# Teamspeak ³ RC1 released



## Man At Arms (10. Mai 2011)

*Teamspeak ³ RC1 released*

Soeben wurde der Client von Teamspeak ³ im "stable" Update Channel freigegeben. Zwar wurden in den vergangenen Monaten über den Beta Channel des Auto Updater immer wieder RC1 pre Versionen released, nun ist es aber offiziell.
Damit endet nun nach weit über einem Jahr die beta Phase von Teamspeak³. Wenn die Entwiclung weiterhin so rasant über die Bühne läuft, kann man bestimmt schon 2012 mit der final Version rechnen.

Die inoffiziell angekündigten Clients für Iphone und Android dürften dann wohl 2014 folgen 

Die einfachste Möglichkeit an das Update zu kommen wird durch die Auto Update Funktion geboten (Hilfe > Nach Aktualisierung suchen). Momentan sind die Server allerdings sehr stark ausgelastet, wodurch das Update 10-20 Minuten in Anspruch nehmen kann. Wer es also eilig hat wartet bis morgen.

News Quelle

Changelog Beta36 > RC1pre13 (RC1)


----------



## Infin1ty (10. Mai 2011)

*AW: Teamspeak ³ RC1 released*

Die neue Stimme ist ja wohl sowas von


----------



## Man At Arms (10. Mai 2011)

*AW: Teamspeak ³ RC1 released*



Infin1ty schrieb:


> Die neue Stimme ist ja wohl sowas von



Wenn du nichts gegen eine Stimme hast, die sich wie Oskar aus der Mülltonne anhört und eine Betonung wie *pieps_zensiert*, dann solltest du auf TTS umstellen, mit sehr viel Übung und Phantasie kannst du dann sogar hören wer in den Channel bzw. auf den Server kommt.


----------



## Ob4ru|3r (10. Mai 2011)

*AW: Teamspeak ³ RC1 released*

Mumble > Teamspeak, 'nuff said.


----------



## weizenleiche (10. Mai 2011)

*AW: Teamspeak ³ RC1 released*

Was ist mit der Server Version? Hab vorgestern erst das "alte" TS3 auf meinem Server installiert ._.


----------



## redBull87 (10. Mai 2011)

*AW: Teamspeak ³ RC1 released*

G19 Applet wäre mal nice...


----------



## Star_KillA (10. Mai 2011)

redbull87 schrieb:
			
		

> g19 applet wäre mal nice...



g15 ftw


----------



## Clawhammer (10. Mai 2011)

*AW: Teamspeak ³ RC1 released*

ähm..ja ich hab die RC13 version...RC1 gab es vor 2Monaten schon

seit einigen wochen ist bereits auch schon die Server version auf rc1 14283 (o.ä) geupdatet worden


----------



## Man At Arms (10. Mai 2011)

*AW: Teamspeak ³ RC1 released*



berliner_bengel schrieb:


> ähm..ja ich hab die RC13 version...RC1 gab es vor 2Monaten schon
> 
> seit einigen wochen ist bereits auch schon die Server version auf rc1 14283 (o.ä) geupdatet worden


 
Du hast die RC1pre13 und die ist älter als die RC1.


----------



## frequence (10. Mai 2011)

*AW: Teamspeak ³ RC1 released*

Danke für die News...hab schon drauf gewartet.

@Ob3ru|ler
Gehts dir jetzt besser? Ich weiss wie das ist....es drückt dann und man kann dann nicht ruhig sitzen bis es raus ist und gesagt wurde....gell 
*http://extreme.pcgameshardware.de/members/6597-ob4ru-3r.html*


----------



## CrimsoN 2.0 (10. Mai 2011)

*AW: Teamspeak ³ RC1 released*

Ja die geht ganz gut was will man mehr...

Ziel:
Ersetze im Teamspeak-Thread „News“ durch „Meldung“ und gib dabei den Abschnitt von „Danke für die“ bis „2.0 (10. Mai 2011)“ wieder. Das Material wird hier nicht gebraucht.

Quelldaten:
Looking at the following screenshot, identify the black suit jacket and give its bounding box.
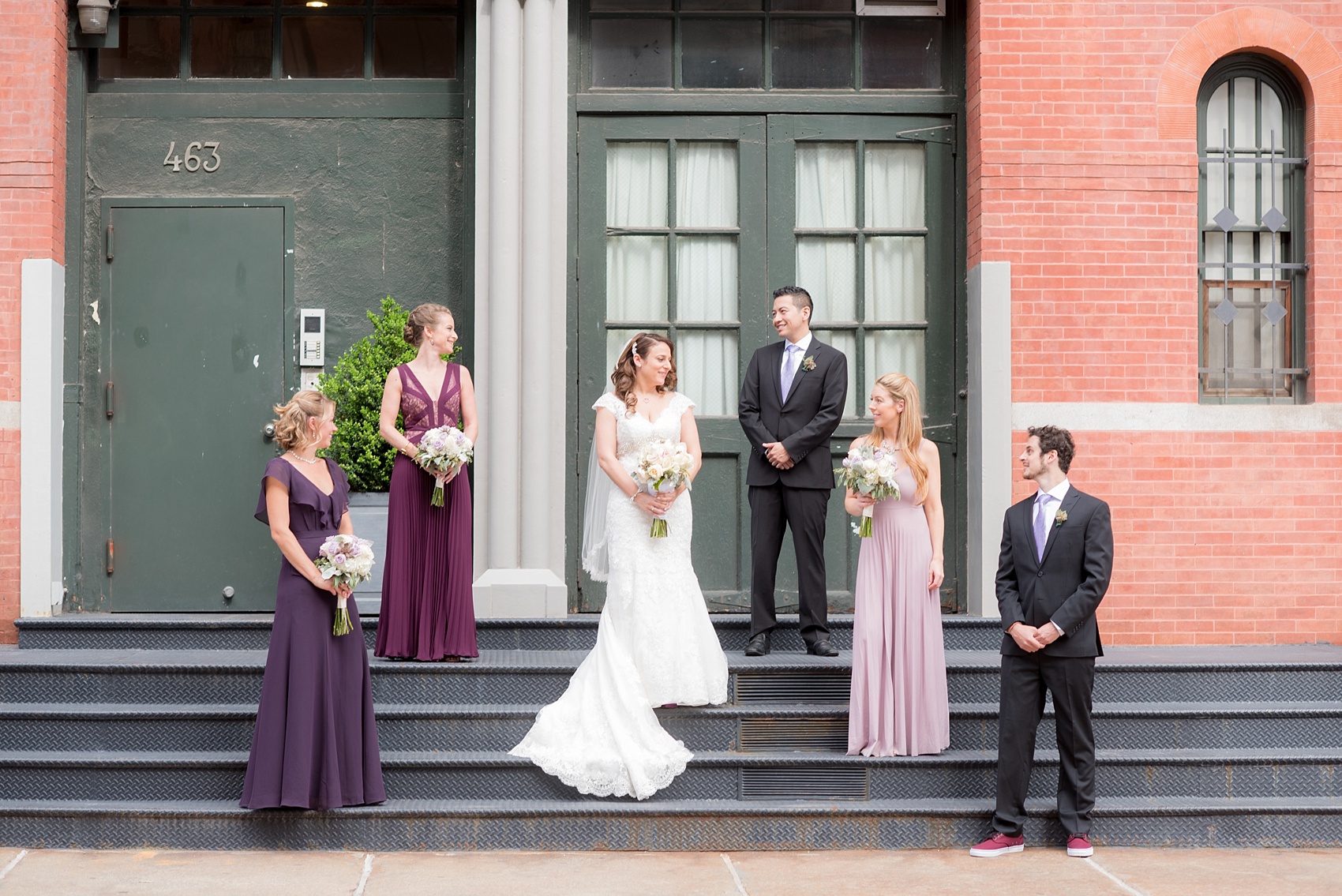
[997,485,1114,656]
[738,336,848,488]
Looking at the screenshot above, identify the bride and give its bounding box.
[512,332,727,800]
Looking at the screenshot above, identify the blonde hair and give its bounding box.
[265,389,336,451]
[401,302,454,346]
[867,373,928,504]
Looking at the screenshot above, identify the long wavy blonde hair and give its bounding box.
[867,373,928,504]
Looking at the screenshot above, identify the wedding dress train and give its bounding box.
[512,393,727,800]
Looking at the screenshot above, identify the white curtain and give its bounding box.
[863,144,926,228]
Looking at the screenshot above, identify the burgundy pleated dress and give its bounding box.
[373,363,479,660]
[242,457,387,809]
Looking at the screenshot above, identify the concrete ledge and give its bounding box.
[472,568,569,620]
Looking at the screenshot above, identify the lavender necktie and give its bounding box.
[782,345,801,401]
[1035,491,1058,564]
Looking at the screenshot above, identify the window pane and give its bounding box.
[373,16,456,78]
[592,19,673,87]
[680,19,763,87]
[772,19,853,90]
[861,16,941,90]
[866,236,928,322]
[605,144,667,227]
[592,0,671,9]
[797,236,857,323]
[864,144,926,228]
[675,141,738,227]
[675,236,740,321]
[675,330,738,416]
[863,330,928,396]
[190,16,271,78]
[605,236,667,321]
[797,141,857,228]
[98,16,182,78]
[816,330,853,417]
[280,16,364,78]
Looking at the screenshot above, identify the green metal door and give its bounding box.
[102,201,291,612]
[573,115,964,612]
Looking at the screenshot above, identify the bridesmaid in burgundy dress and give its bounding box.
[374,305,479,662]
[242,389,387,809]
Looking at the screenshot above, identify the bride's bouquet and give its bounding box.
[633,439,694,538]
[414,426,475,507]
[834,444,899,538]
[313,535,373,635]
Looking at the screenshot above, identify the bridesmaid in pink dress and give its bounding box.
[844,373,950,756]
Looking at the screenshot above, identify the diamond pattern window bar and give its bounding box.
[1197,77,1309,401]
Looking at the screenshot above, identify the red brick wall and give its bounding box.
[0,0,66,643]
[968,0,1342,644]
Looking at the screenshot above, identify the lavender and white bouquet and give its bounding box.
[313,535,373,635]
[834,444,899,538]
[414,426,475,507]
[632,439,694,538]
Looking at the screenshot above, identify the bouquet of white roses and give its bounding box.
[834,444,899,538]
[633,439,694,538]
[414,426,475,507]
[313,535,373,635]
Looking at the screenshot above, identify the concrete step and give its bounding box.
[0,647,1342,704]
[0,702,1342,752]
[0,797,1342,852]
[0,750,1342,802]
[15,613,1001,650]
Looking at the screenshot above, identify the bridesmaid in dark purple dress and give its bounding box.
[374,305,479,662]
[242,389,387,809]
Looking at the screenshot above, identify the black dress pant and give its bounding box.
[750,483,832,645]
[993,652,1095,837]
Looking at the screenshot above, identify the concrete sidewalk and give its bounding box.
[0,848,1342,896]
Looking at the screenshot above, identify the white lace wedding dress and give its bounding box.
[512,393,727,800]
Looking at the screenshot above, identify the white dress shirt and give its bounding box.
[1031,479,1072,637]
[778,330,811,385]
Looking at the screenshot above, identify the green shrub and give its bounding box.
[317,297,460,491]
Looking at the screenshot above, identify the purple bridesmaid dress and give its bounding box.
[373,363,479,660]
[242,457,387,809]
[848,463,950,756]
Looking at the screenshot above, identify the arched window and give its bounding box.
[1198,54,1306,401]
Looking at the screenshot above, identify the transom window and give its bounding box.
[584,0,945,90]
[1198,56,1306,401]
[98,0,462,81]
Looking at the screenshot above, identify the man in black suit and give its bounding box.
[740,286,848,656]
[969,426,1114,857]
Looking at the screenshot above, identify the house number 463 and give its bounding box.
[163,140,222,173]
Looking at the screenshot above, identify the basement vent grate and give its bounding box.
[740,719,848,752]
[737,672,851,703]
[740,766,868,800]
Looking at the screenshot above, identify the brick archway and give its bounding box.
[1156,6,1342,144]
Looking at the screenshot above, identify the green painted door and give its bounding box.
[102,203,290,612]
[573,115,964,612]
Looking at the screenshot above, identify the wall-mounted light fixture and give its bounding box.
[75,0,117,35]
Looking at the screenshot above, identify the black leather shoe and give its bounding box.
[746,632,769,656]
[807,639,839,656]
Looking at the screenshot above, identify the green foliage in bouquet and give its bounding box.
[317,297,460,491]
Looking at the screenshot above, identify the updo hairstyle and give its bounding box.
[403,302,452,346]
[611,332,675,413]
[265,389,336,451]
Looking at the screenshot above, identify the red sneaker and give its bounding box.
[969,831,1025,858]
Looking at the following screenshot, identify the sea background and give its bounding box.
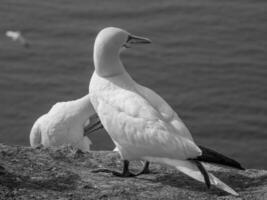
[0,0,267,169]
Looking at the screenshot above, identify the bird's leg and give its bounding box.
[136,161,150,176]
[91,160,136,178]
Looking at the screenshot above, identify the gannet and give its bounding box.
[30,94,101,152]
[89,27,243,195]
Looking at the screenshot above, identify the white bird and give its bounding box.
[6,31,29,47]
[89,27,243,195]
[30,94,101,152]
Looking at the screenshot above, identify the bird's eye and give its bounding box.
[126,35,132,43]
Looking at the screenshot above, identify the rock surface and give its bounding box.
[0,144,267,200]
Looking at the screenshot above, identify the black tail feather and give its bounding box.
[190,159,213,188]
[195,146,245,170]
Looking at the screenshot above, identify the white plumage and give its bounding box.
[30,95,95,152]
[89,27,238,195]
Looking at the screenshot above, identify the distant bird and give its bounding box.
[6,31,30,48]
[30,95,102,152]
[89,27,246,195]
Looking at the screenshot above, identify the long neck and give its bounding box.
[94,46,125,77]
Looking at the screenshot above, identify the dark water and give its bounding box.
[0,0,267,168]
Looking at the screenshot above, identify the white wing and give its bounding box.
[93,82,201,159]
[137,85,193,140]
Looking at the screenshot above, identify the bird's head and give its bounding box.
[94,27,151,52]
[94,27,151,76]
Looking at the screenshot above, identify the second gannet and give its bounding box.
[30,94,102,152]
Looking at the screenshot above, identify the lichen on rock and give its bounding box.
[0,144,267,200]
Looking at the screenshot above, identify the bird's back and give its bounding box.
[90,71,200,159]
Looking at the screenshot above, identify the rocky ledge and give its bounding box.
[0,144,267,200]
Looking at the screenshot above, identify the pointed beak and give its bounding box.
[127,35,151,44]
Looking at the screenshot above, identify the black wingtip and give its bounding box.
[190,159,211,189]
[196,146,245,170]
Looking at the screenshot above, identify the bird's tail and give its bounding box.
[195,146,244,170]
[30,123,42,147]
[164,159,239,196]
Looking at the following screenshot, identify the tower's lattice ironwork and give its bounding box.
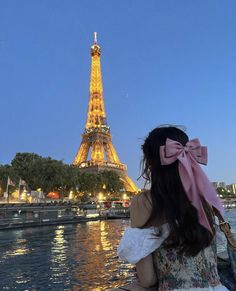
[73,33,138,192]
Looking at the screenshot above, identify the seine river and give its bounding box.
[0,210,236,291]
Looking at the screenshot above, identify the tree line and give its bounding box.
[0,153,124,198]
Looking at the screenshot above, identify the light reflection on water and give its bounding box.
[0,220,133,291]
[0,210,236,291]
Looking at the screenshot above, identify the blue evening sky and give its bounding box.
[0,0,236,189]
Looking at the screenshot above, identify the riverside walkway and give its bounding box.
[0,202,129,230]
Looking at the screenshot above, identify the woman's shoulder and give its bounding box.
[130,191,152,227]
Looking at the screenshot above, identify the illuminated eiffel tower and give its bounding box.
[73,32,138,192]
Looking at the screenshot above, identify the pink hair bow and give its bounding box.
[160,138,223,232]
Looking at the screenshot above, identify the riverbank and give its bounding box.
[0,202,129,230]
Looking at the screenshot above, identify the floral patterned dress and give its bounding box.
[118,224,228,291]
[153,238,220,291]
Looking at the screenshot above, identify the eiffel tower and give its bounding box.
[73,32,138,192]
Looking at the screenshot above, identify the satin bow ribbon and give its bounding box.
[160,138,223,232]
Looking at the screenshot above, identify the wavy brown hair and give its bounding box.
[142,126,215,256]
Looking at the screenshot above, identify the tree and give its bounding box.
[0,165,16,195]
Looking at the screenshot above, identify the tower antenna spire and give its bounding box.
[94,32,97,43]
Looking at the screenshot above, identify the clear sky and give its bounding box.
[0,0,236,188]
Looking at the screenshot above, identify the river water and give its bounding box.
[0,210,236,291]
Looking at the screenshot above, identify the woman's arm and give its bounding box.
[136,255,157,288]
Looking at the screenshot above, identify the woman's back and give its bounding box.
[153,241,220,291]
[130,191,220,290]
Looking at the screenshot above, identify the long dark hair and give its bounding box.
[142,126,214,256]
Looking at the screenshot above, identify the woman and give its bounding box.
[118,126,227,290]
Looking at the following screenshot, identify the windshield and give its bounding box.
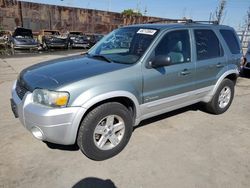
[88,27,158,64]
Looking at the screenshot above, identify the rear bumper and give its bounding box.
[12,80,86,145]
[47,43,68,48]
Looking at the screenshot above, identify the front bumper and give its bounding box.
[47,43,68,48]
[12,83,86,145]
[72,43,89,48]
[14,44,38,49]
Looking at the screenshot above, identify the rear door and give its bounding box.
[220,29,242,66]
[193,29,227,89]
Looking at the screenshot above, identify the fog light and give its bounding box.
[31,127,44,140]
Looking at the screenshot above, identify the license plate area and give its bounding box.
[10,99,18,118]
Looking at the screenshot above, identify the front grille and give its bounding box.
[16,80,28,100]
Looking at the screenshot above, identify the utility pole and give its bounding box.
[214,0,227,24]
[18,1,23,27]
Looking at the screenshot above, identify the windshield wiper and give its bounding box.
[89,55,113,63]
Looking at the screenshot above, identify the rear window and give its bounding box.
[194,29,224,60]
[220,29,240,54]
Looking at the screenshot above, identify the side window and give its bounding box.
[194,29,224,60]
[220,29,240,54]
[155,30,191,64]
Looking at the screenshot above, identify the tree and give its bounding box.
[214,0,227,24]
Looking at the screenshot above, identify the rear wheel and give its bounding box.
[206,79,234,114]
[77,102,133,161]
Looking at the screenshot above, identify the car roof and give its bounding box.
[125,23,232,30]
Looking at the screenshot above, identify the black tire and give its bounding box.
[77,102,133,161]
[205,78,235,114]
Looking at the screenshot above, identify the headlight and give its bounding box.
[33,89,69,107]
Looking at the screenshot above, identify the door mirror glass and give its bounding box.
[150,55,171,68]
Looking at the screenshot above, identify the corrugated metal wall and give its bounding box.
[0,0,165,34]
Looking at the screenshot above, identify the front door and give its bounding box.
[142,29,195,115]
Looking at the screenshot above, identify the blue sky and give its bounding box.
[22,0,250,29]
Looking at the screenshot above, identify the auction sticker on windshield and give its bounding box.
[137,29,157,35]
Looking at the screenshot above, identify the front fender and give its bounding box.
[203,66,239,102]
[71,84,141,118]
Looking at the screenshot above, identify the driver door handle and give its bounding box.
[181,69,191,76]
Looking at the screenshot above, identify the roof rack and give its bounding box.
[146,19,219,25]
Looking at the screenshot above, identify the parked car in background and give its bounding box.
[10,27,38,49]
[86,34,104,47]
[68,31,90,48]
[39,30,69,49]
[241,43,250,75]
[0,30,12,46]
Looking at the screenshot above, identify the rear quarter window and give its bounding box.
[220,29,240,54]
[194,29,224,60]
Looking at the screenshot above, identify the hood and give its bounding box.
[19,55,131,91]
[14,37,37,45]
[13,27,33,37]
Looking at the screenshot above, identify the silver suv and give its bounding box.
[11,22,242,160]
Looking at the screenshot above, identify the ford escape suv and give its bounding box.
[11,22,242,160]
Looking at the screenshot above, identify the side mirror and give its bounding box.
[149,55,171,68]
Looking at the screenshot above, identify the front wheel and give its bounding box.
[77,102,133,161]
[206,79,234,114]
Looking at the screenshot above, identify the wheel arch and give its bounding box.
[72,91,141,144]
[203,69,239,103]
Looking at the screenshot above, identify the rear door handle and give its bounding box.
[181,69,191,76]
[216,63,224,68]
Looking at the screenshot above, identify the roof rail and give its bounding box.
[146,19,219,25]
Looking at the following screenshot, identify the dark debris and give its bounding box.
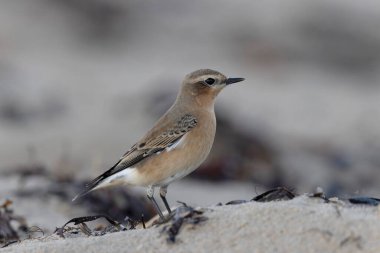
[348,197,380,206]
[251,187,297,202]
[54,215,138,238]
[161,203,207,243]
[0,200,30,248]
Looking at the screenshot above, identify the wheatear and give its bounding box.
[73,69,244,219]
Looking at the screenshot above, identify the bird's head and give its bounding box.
[182,69,244,100]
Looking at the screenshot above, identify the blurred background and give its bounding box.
[0,0,380,230]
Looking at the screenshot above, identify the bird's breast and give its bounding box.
[138,112,216,186]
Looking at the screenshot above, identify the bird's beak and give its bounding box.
[226,77,244,85]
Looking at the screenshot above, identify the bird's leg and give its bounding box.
[146,185,164,220]
[160,185,172,214]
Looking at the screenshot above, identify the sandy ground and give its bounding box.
[1,196,380,253]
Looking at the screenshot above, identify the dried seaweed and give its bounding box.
[54,215,138,238]
[226,199,248,205]
[161,202,207,243]
[251,187,296,202]
[0,200,28,247]
[348,197,380,206]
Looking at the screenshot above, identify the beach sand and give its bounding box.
[0,195,380,253]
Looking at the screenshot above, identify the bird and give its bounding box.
[73,69,244,220]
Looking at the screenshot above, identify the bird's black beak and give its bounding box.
[226,77,244,85]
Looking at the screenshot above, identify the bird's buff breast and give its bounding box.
[133,112,216,186]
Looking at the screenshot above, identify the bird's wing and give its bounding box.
[74,114,198,200]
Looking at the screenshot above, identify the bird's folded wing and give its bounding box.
[75,114,197,199]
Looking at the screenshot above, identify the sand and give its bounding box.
[0,196,380,253]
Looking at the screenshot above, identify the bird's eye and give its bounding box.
[205,78,215,85]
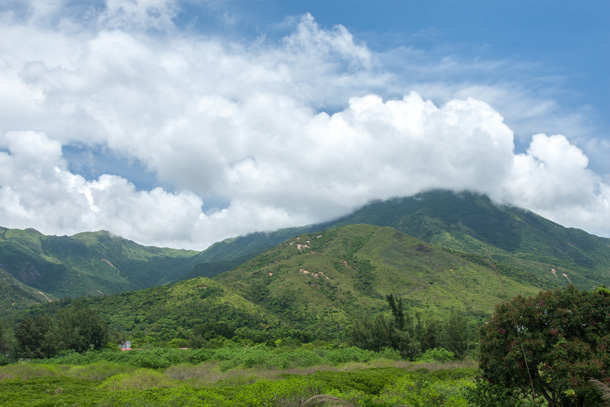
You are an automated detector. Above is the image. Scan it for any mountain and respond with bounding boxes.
[189,190,610,288]
[0,228,197,316]
[23,225,544,341]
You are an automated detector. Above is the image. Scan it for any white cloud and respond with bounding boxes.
[0,0,610,249]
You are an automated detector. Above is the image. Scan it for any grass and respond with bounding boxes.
[0,352,476,407]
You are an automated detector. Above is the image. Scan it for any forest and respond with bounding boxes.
[0,286,610,407]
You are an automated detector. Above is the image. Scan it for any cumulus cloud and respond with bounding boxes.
[0,0,610,249]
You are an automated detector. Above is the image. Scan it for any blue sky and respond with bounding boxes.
[0,0,610,249]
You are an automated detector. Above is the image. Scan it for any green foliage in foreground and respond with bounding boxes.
[477,286,610,407]
[30,344,400,371]
[0,361,474,407]
[15,303,108,358]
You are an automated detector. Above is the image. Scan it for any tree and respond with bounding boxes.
[479,286,610,407]
[350,294,421,359]
[443,309,468,359]
[15,315,57,358]
[56,303,108,353]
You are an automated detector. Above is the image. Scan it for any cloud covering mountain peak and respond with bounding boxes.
[0,0,610,249]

Lösung:
Danke für die Meldung...hab schon drauf gewartet.

@Ob3ru|ler
Gehts dir jetzt besser? Ich weiss wie das ist....es drückt dann und man kann dann nicht ruhig sitzen bis es raus ist und gesagt wurde....gell 
*http://extreme.pcgameshardware.de/members/6597-ob4ru-3r.html*


----------



## CrimsoN 2.0 (10. Mai 2011)